▶ [SOURCE EXTRACT]
Moreover, current efforts within the medical community to develop new approaches to improving the quality of medical care provided, combined with managed care's prompting of a reevaluation of the nature of a physician's professional obligations to his patient, coalesce to make this a particularly opportune time to focus on the problem of physician bias. Because biased medical care is thought of as one form of poor quality medical care, efforts to reduce the incidence of biased medical decisions may be able to piggyback onto efforts to improve medical quality by promoting evidence-based medicine and reducing variability in medical practice. Similarly, physicians' current attentiveness to the question of what duties they owe their patients may provide a “teachable moment” for focusing physicians' attention on eliminating bias as a professional obligation.
This Article will proceed in the following manner: Part II will examine the published evidence that physicians' clinical decisions are biased in some instances. This examination's purpose is not to prove exactly when and why biased decisions occur, but instead to establish that sufficient evidence of bias exists from which we can assume that at least some physicians make biased decisions. Starting with this assumption, the next logical question is whether we should care. In other words, what's wrong with biased medical decisions? Part III will describe briefly two ways in which biased medical decisions are wrong. First, biased medical decisions violate the norms of the professional and personal relationship between physician and patient. Second, they violate social norms of equality of treatment of similarly situated individuals and may help perpetuate unequal distributions of health and related social goods.

▶ [REQUIRED ACTIONS]
- A) From the passage on physician bias, list what Part III will describe biased medical decisions as violating or helping to perpetuate.
- B) According to the passage on physician bias, what is the purpose of Part II's examination of the published evidence?
- C) Write the next part of the passage on physician bias, picking up after its final sentence.

▶ [RECORD EXCERPTS]
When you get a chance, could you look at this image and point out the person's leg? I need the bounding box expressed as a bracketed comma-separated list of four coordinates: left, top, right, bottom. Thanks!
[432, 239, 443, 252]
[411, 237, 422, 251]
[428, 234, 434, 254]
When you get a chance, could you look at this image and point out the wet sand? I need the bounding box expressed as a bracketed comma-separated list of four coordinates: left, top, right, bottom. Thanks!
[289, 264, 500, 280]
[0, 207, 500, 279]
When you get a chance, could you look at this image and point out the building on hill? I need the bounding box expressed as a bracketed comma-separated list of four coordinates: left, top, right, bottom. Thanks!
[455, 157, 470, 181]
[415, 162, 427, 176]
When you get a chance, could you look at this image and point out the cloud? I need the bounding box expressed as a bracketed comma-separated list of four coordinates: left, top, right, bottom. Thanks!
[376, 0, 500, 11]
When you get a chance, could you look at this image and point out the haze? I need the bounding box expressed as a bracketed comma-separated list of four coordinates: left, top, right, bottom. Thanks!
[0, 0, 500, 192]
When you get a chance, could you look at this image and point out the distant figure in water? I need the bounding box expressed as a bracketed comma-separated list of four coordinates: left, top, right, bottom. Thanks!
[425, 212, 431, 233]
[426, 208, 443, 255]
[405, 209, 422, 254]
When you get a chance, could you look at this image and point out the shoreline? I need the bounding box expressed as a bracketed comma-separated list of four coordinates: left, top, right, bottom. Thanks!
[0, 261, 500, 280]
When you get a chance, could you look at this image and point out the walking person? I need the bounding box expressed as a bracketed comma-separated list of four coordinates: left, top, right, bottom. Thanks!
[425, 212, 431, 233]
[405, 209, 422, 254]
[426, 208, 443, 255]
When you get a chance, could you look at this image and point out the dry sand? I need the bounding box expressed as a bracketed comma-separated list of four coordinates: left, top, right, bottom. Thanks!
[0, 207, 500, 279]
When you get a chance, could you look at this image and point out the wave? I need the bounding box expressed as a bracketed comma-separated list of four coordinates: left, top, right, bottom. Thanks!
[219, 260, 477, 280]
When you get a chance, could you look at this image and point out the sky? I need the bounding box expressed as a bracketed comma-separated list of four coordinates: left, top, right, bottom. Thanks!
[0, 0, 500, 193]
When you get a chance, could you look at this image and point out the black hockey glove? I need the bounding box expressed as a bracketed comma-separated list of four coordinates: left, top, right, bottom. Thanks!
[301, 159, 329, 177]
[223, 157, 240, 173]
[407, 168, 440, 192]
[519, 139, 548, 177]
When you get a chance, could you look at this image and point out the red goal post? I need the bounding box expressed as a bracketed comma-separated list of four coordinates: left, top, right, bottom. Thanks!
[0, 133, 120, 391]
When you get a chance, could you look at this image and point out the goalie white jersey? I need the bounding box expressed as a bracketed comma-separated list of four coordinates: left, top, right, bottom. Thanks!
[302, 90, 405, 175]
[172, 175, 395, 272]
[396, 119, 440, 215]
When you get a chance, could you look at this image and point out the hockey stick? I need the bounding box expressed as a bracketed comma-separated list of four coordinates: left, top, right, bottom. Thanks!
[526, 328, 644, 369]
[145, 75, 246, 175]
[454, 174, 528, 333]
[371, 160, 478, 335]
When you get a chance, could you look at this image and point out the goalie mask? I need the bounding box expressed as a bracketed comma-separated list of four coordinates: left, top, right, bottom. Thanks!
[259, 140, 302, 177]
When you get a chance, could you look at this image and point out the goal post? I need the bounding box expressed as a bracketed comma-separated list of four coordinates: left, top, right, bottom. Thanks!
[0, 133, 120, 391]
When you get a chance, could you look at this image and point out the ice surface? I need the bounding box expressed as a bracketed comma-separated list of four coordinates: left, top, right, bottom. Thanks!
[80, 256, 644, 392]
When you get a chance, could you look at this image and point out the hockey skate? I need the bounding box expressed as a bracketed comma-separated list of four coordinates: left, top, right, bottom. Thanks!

▶ [TASK RESULTS]
- A)
- Norms of the professional and personal relationship between physician and patient
- Social norms of equality of treatment of similarly situated individuals
- Unequal distributions of health and related social goods

- B) Its purpose is to establish that enough evidence of bias exists to assume that at least some physicians make biased decisions, not to prove exactly when and why biased decisions occur.

- C)
If, as asserted, biased medical decisions are somehow wrong, the question becomes whether the law provides a mechanism for responding to *201 this wrong. The remainder of the Article examines whether a patient who is the subject of a biased medical decision has any viable avenue of legal recourse. Part IV considers the possibility of imposing liability on a physician for violating professional duties and Part V examines possible responses based on federal civil rights statutes and barriers to the effectiveness of those responses. The ultimate conclusion is that neither avenue is currently likely to provide many patients complaining of physician bias with any remedy. The Article concludes in Part VI with reflections on how currents of thought in the fields of civil rights enforcement and medical care quality improvement may provide bases for continuing efforts to address the problem of physician bias.